From the entries, copy out every line in which the word "white" is found.

◆ Material provided ◆
---*---

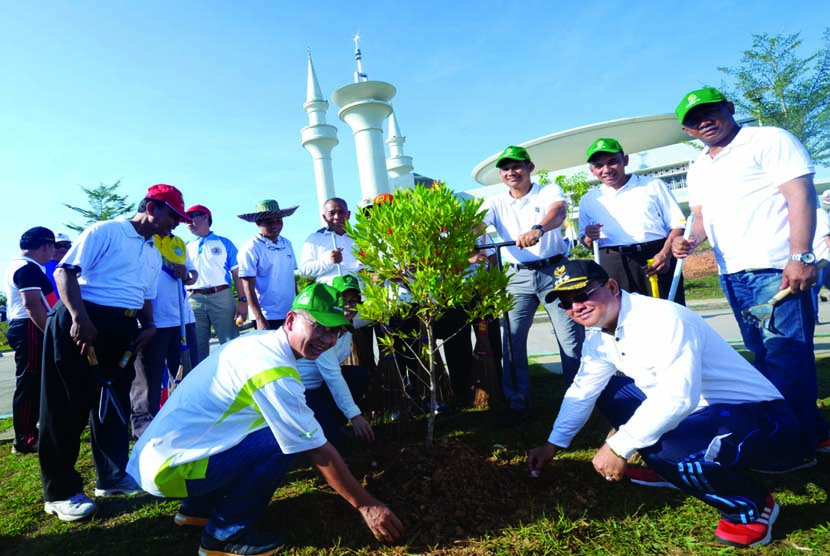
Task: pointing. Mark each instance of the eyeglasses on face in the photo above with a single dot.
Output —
(580, 297)
(322, 331)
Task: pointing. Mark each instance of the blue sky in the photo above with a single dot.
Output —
(208, 95)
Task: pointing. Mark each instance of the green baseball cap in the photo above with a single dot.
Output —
(603, 145)
(513, 153)
(322, 302)
(345, 282)
(706, 95)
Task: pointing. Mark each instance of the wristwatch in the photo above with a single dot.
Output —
(804, 258)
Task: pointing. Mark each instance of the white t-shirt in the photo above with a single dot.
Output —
(248, 384)
(642, 210)
(273, 265)
(327, 368)
(512, 217)
(744, 213)
(116, 267)
(315, 259)
(679, 362)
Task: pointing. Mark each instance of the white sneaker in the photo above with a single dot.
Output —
(126, 487)
(73, 509)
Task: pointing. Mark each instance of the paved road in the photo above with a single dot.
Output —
(541, 343)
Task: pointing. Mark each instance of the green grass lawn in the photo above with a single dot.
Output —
(575, 511)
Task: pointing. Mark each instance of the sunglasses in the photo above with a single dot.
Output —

---*---

◆ Response area ◆
Task: pointing. Mark each instance of the white t-shirt in the photo above with a single dot.
Task: pointing. Mark each instance of the white sneaker in the photo above with a single dot.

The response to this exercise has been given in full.